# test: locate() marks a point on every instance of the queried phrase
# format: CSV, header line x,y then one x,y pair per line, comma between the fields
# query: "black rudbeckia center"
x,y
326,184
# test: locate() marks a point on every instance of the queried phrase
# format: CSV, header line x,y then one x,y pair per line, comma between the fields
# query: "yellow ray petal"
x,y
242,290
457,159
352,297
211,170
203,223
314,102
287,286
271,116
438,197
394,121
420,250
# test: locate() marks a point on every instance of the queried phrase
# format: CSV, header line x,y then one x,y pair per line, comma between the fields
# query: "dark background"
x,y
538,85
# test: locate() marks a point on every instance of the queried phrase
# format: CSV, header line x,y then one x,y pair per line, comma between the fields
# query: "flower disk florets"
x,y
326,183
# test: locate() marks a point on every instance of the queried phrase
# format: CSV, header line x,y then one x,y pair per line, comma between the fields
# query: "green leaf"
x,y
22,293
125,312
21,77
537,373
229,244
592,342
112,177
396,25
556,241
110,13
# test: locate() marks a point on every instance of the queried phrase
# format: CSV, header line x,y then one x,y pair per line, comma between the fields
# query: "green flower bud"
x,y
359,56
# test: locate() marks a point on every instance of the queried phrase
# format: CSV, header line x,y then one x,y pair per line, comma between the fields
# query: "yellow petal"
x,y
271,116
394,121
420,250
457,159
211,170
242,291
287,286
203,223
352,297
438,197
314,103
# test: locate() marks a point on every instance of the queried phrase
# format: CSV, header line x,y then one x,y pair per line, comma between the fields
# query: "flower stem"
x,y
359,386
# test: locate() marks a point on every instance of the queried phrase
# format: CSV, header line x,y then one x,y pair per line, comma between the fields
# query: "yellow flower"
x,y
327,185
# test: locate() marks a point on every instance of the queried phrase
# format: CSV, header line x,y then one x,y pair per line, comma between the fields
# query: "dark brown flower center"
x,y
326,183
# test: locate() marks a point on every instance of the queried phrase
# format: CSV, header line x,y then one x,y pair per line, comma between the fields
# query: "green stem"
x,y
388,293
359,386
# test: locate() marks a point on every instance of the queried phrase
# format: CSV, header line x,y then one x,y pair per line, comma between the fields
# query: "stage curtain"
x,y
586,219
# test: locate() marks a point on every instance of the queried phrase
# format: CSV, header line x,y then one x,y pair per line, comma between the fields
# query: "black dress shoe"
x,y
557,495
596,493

━━━━

◆ JOB
Output all preceding records character for character.

◆ FINISHED TASK
# test: locate() marks a point on every instance of the queried phrase
# format: CSV, header line x,y then one x,y pair per line, comma between the fields
# query: "black rudbeckia center"
x,y
326,184
# test: locate() marks a point on every instance of the queried phrase
# format: CSV, header line x,y then one x,y pair per line, comma between the fields
# query: "yellow ray petal"
x,y
242,290
457,159
352,297
211,170
203,223
314,102
287,286
271,116
438,197
394,121
420,250
# test: locate() marks a point on every instance of the queried phrase
# format: CSV, header line x,y then one x,y pair per line, comma between the fields
# query: "dark background"
x,y
538,85
# test: locate() marks a point on every instance of the queried phrase
# format: CSV, header line x,y then one x,y pair per line, comma between the fields
# query: "flower disk florets"
x,y
326,183
# test: locate() marks a point on every instance of the queried phrase
# format: CSV, header line x,y then one x,y pair per line, comma between the fields
# query: "green leaf"
x,y
22,293
125,312
21,77
537,373
229,244
592,342
112,177
396,25
556,241
110,13
# test: locate() marks a point on every instance of the queried phrase
# format: CSV, header line x,y then one x,y pair per line, comma between the fields
# query: "green flower bud"
x,y
359,56
# test: locate() marks a point on every instance of the queried phrase
# format: CSV, header line x,y then one x,y pair per line, comma between the fields
# query: "yellow petal"
x,y
271,116
394,121
420,250
457,159
211,170
242,291
287,286
203,223
352,297
438,197
314,103
# test: locate() marks a point on every instance of the queried phrase
# format: CSV, header line x,y then one x,y pair per line, comma between the fields
# query: "flower stem"
x,y
359,386
# test: locate() marks a point on every instance of the queried phrase
# format: CSV, header line x,y then one x,y pair per line, comma between the fields
# query: "yellow flower"
x,y
327,185
# test: locate() marks a point on every instance of the queried phrase
# format: CSV, header line x,y then one x,y pair per line, comma between the fields
# query: "dark brown flower center"
x,y
326,183
# test: locate() marks a point on every instance of the queried phrase
# format: CSV, header line x,y then one x,y pair per line, comma between the fields
# query: "green stem"
x,y
388,293
359,386
# test: locate() marks a point on every instance of the queried phrase
# format: CSV, header line x,y then one x,y pair per line, comma between the fields
# query: "stage curtain"
x,y
586,219
# test: locate() marks a point on every instance of the queried phrase
# format: CSV, header line x,y then one x,y pair per line, comma between the fields
# query: "black dress shoe"
x,y
557,495
596,493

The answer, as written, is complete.